The composition of the present invention can further comprise a variety of formulation excipients. Such excipients can be selected, for example, from preservatives (e.g., benzyl alcohol, benzalkonium chloride, and the like), buffering agents (acetate buffer, citrate buffer, phosphate buffer, and the like) antioxidants, colorant and odorant agents and other formulation components used in the art of formulation.

Gas propellants are used to generate and administer the foamable composition as foam. Examples of suitable gas propellants include volatile hydrocarbons such as butane, propane, isobutane or mixtures thereof, and fluorocarbon gases. The amount of the compressed propellant or liquefied gas is adapted to provide foam collapse within about 30 minutes to about 3 hours after administration of the foam into the ear canal of a subject. Alternatively, the amount of the compressed propellant or liquefied gas is adapted to provide foam collapse within about 30 minutes to about 1 hour after administration of the foam into the ear canal of a subject.

The term “foam collapse” denotes the kinetics of foam coarsening and destruction resulting from the rupture of bubbles or from gas transfer from small to large bubbles and bubble coalescence occurring within the ear of a subject.

++++++++++

**Problems and tasks**
[1] Summarize the patent excerpt in two sentences.
[2] From the patent excerpt, extract the passage starting at "The composition of" and ending at "art of formulation.".
[3] According to the patent excerpt, which volatile hydrocarbons are examples of suitable gas propellants?
The records below come from a source unrelated to the patent excerpt.

++++++++++

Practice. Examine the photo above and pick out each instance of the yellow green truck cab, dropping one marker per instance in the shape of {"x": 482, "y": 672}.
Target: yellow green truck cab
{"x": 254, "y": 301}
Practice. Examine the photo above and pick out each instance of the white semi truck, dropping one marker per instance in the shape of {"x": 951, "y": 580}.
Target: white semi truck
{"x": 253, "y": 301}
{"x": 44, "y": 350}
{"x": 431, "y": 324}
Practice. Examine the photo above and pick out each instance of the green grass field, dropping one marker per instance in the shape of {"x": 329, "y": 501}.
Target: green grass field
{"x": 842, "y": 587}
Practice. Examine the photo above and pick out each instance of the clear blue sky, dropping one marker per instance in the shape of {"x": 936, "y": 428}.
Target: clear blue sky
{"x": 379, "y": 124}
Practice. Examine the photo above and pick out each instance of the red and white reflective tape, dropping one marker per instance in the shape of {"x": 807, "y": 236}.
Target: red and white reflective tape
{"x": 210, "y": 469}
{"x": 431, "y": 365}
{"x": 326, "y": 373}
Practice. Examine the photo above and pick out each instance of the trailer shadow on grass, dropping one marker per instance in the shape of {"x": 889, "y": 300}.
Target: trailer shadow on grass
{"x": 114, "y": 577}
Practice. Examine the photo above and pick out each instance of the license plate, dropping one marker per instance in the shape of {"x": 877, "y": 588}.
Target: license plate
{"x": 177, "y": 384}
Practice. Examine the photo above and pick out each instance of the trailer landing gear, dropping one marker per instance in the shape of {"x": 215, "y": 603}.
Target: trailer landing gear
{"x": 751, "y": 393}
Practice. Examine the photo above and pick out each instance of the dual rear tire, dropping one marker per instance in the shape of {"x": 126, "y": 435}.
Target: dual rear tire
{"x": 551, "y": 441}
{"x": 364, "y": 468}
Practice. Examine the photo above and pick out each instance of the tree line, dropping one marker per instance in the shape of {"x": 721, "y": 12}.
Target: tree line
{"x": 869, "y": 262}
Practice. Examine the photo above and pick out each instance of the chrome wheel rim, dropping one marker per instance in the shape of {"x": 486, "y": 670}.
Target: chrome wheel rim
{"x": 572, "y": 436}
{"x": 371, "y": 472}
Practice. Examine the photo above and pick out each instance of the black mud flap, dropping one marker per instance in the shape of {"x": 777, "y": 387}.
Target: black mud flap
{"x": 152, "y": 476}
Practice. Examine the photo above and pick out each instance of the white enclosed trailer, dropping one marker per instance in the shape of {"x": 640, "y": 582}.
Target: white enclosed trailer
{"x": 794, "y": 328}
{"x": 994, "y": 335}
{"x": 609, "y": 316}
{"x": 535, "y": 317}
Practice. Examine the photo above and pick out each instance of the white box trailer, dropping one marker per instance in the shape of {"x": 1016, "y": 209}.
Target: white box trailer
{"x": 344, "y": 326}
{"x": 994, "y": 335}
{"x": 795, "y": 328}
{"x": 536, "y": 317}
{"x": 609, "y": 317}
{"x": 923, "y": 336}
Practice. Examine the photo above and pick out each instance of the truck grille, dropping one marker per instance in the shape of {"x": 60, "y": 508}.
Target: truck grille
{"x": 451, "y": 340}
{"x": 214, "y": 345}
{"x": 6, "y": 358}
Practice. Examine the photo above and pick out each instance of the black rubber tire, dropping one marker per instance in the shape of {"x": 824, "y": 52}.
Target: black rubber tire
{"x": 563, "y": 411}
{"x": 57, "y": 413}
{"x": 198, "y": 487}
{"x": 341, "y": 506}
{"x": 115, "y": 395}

++++++++++

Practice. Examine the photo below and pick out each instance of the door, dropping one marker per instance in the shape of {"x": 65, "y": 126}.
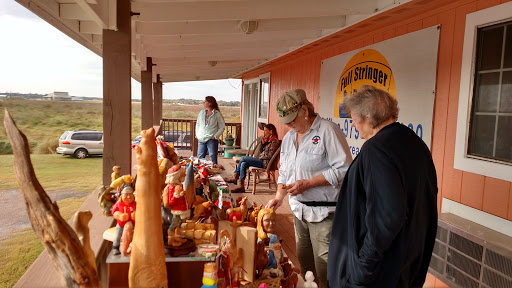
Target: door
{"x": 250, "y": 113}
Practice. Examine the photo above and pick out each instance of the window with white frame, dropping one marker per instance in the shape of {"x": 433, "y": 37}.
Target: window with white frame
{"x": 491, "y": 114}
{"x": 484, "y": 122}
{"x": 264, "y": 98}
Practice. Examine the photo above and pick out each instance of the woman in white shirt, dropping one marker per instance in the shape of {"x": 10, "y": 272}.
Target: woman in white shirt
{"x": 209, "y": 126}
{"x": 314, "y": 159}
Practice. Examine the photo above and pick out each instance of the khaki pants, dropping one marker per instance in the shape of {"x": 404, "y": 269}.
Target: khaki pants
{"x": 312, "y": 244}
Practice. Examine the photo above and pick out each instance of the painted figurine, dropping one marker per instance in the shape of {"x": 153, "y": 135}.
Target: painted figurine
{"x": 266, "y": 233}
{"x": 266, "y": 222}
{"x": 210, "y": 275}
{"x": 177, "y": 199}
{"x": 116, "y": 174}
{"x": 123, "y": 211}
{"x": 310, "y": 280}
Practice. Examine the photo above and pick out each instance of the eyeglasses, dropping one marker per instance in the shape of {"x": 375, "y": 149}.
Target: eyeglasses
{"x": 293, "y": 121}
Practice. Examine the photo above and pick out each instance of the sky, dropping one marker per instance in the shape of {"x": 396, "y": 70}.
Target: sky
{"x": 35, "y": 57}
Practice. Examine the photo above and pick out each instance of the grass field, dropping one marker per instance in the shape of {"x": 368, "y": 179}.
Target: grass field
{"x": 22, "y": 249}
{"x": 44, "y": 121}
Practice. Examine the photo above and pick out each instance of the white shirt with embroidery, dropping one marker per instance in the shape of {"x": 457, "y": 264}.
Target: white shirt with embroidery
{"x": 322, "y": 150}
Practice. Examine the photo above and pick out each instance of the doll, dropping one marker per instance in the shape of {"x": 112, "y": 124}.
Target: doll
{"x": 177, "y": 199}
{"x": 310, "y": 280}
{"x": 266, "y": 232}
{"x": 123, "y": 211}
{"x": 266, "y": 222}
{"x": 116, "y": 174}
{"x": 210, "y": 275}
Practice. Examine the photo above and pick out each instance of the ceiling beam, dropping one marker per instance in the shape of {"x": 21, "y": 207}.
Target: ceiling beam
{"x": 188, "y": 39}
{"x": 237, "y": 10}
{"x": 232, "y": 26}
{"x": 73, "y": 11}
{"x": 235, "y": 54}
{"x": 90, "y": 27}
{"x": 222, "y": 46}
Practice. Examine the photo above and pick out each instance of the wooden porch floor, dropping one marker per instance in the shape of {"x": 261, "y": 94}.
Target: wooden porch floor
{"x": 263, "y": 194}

++++++++++

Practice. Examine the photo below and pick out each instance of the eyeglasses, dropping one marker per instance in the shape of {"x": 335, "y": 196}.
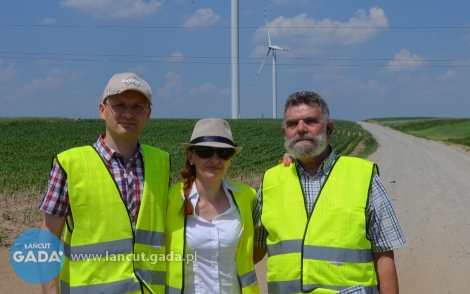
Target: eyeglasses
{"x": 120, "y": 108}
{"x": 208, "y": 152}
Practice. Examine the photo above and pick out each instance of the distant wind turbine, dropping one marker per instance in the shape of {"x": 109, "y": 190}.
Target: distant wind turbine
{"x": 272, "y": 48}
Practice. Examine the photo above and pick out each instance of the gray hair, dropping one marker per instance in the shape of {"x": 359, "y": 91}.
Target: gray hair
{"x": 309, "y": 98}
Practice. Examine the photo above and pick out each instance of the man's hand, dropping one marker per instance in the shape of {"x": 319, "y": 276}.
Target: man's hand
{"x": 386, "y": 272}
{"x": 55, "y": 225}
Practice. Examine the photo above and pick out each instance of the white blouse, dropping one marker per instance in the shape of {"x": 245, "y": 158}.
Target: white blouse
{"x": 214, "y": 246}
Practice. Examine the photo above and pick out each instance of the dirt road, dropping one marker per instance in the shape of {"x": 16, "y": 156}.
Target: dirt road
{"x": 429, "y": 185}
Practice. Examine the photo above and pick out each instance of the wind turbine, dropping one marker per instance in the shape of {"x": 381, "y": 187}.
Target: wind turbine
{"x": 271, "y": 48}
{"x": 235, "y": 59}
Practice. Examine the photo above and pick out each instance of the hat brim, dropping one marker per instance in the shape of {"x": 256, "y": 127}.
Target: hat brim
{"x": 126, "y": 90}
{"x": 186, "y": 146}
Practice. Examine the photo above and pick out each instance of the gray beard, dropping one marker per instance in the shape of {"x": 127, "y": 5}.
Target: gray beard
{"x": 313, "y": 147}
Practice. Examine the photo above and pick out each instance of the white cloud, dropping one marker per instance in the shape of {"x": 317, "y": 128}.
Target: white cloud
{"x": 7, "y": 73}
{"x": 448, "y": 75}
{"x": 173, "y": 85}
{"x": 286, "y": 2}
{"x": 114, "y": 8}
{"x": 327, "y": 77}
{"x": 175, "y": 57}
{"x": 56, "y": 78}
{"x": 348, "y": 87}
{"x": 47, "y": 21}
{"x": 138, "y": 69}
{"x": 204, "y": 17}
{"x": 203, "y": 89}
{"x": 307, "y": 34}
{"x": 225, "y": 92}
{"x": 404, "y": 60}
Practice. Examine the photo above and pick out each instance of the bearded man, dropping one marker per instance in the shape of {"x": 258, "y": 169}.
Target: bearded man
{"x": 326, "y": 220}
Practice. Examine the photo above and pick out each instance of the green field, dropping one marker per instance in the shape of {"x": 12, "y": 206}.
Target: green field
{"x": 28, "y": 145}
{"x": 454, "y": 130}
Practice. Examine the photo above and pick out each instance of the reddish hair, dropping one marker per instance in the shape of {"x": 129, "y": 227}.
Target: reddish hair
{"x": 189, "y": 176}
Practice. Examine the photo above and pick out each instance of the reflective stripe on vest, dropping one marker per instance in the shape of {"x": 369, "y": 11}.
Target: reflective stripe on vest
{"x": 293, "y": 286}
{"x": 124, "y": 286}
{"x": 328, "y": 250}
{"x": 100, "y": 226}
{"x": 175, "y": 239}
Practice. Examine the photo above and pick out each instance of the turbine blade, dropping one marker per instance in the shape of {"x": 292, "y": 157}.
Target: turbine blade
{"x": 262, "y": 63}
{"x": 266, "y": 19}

++++++++++

**List of answers**
[1] The composition can include formulation excipients such as preservatives, buffering agents, antioxidants, and colorant and odorant agents, and gas propellants such as volatile hydrocarbons and fluorocarbon gases are used to administer it as foam. The amount of propellant is adapted so the foam collapses within about 30 minutes to about 3 hours, or alternatively about 30 minutes to about 1 hour, after it is administered into a subject's ear canal.

[2]
The composition of the present invention can further comprise a variety of formulation excipients. Such excipients can be selected, for example, from preservatives (e.g., benzyl alcohol, benzalkonium chloride, and the like), buffering agents (acetate buffer, citrate buffer, phosphate buffer, and the like) antioxidants, colorant and odorant agents and other formulation components used in the art of formulation.

[3] Butane, propane, isobutane, or mixtures thereof.